(Rows from a pointing dataset)
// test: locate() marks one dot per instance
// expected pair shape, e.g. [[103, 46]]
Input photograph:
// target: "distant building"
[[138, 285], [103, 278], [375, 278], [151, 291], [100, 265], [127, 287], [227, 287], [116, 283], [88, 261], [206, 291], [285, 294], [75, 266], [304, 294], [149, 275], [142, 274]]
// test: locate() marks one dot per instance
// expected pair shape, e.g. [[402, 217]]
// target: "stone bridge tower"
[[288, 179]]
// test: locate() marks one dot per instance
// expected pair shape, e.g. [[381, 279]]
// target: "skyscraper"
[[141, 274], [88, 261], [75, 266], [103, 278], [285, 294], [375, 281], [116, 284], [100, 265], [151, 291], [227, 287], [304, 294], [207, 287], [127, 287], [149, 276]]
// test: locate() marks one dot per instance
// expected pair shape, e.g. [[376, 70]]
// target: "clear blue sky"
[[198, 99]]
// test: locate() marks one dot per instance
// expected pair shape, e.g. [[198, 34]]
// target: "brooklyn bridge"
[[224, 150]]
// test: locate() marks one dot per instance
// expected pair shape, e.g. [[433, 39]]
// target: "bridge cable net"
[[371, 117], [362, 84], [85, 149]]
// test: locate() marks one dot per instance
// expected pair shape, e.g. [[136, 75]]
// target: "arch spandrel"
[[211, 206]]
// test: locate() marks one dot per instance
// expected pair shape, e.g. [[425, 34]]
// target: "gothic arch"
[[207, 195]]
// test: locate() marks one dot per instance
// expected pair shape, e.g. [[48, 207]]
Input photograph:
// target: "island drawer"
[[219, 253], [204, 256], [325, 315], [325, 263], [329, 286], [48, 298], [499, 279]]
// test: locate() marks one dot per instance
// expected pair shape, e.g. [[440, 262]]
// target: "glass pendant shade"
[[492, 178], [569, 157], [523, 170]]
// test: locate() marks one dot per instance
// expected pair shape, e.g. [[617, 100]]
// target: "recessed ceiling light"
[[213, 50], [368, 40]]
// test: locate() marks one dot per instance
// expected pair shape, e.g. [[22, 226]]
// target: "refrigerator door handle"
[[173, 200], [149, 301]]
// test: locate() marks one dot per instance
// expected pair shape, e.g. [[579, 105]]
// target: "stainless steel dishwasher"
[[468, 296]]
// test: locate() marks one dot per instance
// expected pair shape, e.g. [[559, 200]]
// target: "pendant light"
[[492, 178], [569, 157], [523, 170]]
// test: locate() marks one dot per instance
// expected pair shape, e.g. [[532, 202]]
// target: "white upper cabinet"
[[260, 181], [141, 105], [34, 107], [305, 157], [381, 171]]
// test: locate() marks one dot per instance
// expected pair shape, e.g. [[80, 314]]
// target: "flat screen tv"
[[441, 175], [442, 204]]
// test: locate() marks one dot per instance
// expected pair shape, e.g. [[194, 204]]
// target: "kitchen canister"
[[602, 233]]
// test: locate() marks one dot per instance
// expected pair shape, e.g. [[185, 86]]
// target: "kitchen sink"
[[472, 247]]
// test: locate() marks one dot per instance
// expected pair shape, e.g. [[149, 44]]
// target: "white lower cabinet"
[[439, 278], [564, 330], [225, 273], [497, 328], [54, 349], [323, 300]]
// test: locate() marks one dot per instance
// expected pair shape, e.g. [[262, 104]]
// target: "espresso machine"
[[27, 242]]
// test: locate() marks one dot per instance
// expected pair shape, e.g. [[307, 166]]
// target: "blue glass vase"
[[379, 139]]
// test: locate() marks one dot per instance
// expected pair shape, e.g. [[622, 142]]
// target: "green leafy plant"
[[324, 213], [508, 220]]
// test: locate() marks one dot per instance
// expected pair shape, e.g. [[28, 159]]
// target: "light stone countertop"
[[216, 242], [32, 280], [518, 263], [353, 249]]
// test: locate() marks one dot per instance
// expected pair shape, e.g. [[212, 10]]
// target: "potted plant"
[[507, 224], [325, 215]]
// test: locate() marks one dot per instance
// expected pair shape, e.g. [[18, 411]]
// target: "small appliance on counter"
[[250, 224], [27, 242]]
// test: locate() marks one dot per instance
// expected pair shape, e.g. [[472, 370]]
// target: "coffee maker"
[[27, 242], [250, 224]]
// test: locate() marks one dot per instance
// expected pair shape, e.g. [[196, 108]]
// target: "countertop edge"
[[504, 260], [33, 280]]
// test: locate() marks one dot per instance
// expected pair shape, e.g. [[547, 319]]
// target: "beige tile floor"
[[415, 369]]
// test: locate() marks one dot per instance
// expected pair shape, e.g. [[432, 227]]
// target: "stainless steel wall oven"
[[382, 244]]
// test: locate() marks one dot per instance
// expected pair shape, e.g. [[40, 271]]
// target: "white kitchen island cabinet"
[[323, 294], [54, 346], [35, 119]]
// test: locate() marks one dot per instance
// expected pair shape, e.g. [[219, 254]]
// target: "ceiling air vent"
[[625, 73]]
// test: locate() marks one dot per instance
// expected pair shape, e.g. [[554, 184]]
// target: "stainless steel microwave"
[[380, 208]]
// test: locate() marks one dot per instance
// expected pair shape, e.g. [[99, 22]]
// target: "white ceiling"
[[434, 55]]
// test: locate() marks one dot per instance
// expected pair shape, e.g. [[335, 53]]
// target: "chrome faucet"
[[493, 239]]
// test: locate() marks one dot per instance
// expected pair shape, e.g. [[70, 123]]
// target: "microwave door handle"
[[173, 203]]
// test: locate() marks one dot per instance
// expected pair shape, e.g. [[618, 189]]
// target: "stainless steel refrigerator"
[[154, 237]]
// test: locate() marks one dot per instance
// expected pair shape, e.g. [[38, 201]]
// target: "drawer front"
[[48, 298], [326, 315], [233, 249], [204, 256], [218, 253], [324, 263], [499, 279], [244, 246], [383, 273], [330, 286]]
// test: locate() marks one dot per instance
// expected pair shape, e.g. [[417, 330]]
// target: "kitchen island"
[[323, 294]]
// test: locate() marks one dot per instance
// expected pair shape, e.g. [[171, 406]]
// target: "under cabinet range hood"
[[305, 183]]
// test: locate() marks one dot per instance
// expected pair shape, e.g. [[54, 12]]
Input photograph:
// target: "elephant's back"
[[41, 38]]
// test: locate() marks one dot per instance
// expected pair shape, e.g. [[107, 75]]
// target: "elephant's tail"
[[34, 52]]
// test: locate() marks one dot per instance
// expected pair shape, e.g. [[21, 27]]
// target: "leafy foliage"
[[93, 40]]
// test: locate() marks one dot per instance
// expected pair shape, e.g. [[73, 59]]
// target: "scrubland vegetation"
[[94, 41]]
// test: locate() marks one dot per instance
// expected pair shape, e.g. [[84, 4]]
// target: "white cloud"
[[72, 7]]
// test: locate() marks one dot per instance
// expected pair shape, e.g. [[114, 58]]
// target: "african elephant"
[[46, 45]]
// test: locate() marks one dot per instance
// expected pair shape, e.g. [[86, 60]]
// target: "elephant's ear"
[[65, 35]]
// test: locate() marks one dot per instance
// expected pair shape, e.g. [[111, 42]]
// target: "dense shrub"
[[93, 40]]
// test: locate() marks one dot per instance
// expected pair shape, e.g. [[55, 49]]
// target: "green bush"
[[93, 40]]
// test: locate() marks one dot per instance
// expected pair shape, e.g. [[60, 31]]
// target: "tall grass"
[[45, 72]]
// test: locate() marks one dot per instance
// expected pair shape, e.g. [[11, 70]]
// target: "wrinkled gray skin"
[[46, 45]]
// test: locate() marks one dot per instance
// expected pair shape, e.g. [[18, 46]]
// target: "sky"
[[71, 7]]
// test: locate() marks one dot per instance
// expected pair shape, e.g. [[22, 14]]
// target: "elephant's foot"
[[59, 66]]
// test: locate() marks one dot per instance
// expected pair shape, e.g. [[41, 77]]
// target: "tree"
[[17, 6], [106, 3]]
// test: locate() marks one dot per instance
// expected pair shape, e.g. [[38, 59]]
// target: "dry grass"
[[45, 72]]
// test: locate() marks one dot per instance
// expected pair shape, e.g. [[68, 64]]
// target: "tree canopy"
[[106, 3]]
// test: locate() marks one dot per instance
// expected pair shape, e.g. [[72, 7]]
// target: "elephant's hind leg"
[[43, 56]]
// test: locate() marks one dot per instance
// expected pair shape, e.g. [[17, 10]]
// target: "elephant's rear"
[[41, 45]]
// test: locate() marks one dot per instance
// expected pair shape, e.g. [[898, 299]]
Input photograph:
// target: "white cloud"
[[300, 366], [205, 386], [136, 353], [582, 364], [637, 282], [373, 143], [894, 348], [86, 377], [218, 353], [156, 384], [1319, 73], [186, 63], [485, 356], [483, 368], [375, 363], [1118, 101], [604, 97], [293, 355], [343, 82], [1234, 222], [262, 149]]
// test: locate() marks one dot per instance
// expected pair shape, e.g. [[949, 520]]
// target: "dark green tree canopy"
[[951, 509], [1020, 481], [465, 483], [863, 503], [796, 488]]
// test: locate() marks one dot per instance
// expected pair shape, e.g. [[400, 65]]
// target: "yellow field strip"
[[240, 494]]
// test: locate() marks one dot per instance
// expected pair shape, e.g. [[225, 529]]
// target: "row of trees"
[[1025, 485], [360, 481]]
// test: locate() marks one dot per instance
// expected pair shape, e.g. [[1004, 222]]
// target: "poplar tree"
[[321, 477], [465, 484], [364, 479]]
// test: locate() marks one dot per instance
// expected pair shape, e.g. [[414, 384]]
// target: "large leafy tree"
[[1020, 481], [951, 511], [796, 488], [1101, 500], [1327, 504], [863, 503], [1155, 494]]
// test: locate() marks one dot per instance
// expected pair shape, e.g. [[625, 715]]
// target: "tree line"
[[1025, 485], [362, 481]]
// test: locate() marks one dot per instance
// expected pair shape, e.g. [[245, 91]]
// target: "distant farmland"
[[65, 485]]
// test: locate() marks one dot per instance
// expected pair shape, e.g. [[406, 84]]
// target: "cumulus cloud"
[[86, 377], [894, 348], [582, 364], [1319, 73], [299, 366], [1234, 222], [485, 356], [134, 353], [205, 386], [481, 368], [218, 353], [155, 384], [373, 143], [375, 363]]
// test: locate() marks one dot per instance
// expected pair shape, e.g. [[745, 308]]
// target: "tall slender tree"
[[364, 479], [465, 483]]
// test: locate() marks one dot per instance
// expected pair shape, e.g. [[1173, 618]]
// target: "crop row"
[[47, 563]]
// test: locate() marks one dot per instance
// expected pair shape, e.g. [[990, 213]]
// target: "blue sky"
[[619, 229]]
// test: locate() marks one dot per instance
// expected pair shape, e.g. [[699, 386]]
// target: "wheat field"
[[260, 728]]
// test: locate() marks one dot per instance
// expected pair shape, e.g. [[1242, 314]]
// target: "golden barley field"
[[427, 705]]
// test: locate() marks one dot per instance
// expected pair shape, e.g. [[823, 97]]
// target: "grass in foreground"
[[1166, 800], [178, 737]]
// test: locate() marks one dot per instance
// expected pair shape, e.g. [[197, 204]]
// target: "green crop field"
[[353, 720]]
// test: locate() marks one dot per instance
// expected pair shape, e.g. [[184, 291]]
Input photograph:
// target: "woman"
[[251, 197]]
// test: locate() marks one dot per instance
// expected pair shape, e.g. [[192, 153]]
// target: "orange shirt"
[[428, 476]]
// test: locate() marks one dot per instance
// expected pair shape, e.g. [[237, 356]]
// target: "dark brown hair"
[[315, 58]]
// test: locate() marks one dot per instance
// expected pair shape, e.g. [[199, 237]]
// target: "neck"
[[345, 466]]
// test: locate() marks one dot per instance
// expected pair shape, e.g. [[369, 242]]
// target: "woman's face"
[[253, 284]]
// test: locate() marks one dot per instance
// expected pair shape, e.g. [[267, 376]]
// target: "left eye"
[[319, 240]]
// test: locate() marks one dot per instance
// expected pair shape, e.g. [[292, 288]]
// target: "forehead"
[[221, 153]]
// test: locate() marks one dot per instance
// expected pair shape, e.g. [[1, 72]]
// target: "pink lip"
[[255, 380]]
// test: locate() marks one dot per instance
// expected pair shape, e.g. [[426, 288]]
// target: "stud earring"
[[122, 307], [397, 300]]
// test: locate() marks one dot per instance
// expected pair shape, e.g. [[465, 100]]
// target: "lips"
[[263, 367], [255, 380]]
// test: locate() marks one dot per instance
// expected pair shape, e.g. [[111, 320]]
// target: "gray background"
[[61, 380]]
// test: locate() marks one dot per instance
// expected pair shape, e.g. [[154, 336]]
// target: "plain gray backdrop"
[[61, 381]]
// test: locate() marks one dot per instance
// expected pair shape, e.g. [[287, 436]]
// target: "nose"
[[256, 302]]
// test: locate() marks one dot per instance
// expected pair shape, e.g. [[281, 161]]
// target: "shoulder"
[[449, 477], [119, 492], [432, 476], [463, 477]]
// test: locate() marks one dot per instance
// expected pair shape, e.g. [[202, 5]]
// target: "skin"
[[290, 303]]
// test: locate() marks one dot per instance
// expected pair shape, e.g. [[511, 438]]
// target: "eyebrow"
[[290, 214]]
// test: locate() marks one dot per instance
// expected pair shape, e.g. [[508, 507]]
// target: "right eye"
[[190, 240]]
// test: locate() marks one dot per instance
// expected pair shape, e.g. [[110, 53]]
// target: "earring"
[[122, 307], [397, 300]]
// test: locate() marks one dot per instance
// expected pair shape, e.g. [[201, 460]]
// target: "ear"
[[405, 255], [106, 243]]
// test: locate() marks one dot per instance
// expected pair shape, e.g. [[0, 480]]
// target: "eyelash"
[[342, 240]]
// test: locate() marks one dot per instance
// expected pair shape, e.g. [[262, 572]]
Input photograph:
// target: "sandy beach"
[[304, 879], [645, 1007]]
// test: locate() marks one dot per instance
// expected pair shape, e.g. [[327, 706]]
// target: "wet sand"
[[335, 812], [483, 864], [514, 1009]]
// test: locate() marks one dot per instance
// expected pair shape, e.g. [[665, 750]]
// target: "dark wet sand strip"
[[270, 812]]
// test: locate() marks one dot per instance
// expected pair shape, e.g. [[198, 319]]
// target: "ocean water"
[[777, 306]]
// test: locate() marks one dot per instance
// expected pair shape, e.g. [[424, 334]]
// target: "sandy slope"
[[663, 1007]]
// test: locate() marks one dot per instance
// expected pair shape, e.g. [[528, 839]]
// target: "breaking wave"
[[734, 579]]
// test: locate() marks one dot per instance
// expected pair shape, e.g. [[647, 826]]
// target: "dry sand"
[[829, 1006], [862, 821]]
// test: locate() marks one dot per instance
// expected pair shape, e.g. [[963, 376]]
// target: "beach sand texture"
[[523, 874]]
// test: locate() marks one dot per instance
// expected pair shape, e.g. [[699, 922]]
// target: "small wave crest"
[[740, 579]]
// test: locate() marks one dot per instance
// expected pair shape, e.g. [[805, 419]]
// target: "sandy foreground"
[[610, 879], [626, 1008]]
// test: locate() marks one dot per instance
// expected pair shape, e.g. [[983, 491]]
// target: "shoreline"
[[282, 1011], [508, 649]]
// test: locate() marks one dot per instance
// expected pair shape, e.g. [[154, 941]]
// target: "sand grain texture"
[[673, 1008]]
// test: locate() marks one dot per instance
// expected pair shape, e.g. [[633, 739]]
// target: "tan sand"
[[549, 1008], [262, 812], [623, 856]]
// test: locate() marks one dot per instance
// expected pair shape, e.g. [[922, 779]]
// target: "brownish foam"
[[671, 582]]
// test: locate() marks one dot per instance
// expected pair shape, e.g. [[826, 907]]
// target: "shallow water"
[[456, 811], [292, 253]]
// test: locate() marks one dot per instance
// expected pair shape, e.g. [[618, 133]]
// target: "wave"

== What this task involves ==
Reproduce the stretch of items from the start through the line containing "298], [499, 279]]", both ends included.

== Answer to the task ==
// test: locate() marks one dot per instance
// expected pair shape, e.g. [[103, 46]]
Input photograph:
// target: "distant building"
[[138, 285], [103, 278], [375, 278], [151, 291], [100, 265], [127, 287], [227, 287], [116, 283], [88, 261], [206, 291], [285, 294], [75, 266], [304, 294], [149, 275], [142, 274]]
// test: locate() marks one dot per instance
// expected pair shape, e.g. [[402, 217]]
// target: "stone bridge tower"
[[288, 179]]
// test: locate() marks one dot per instance
// expected pair shape, e.g. [[381, 279]]
// target: "skyscraper"
[[141, 274], [88, 261], [75, 266], [103, 278], [285, 294], [375, 281], [116, 284], [100, 265], [151, 291], [227, 287], [304, 294], [207, 287], [127, 287], [149, 276]]
// test: locate() marks one dot per instance
// expected pair shape, e.g. [[376, 70]]
// target: "clear blue sky"
[[198, 99]]
// test: locate() marks one dot per instance
// expected pair shape, e.g. [[198, 34]]
// target: "brooklyn bridge"
[[224, 150]]
// test: locate() marks one dot per instance
// expected pair shape, e.g. [[433, 39]]
// target: "bridge cable net"
[[371, 117], [362, 84], [85, 149]]
// test: locate() marks one dot per instance
// expected pair shape, e.g. [[136, 75]]
// target: "arch spandrel"
[[211, 206]]
// test: locate() marks one dot per instance
// expected pair shape, e.g. [[425, 34]]
// target: "gothic arch"
[[207, 195]]
// test: locate() marks one dot per instance
// expected pair shape, e.g. [[48, 207]]
Input photograph:
// target: "island drawer"
[[219, 253], [204, 256], [325, 315], [325, 263], [329, 286], [48, 298], [499, 279]]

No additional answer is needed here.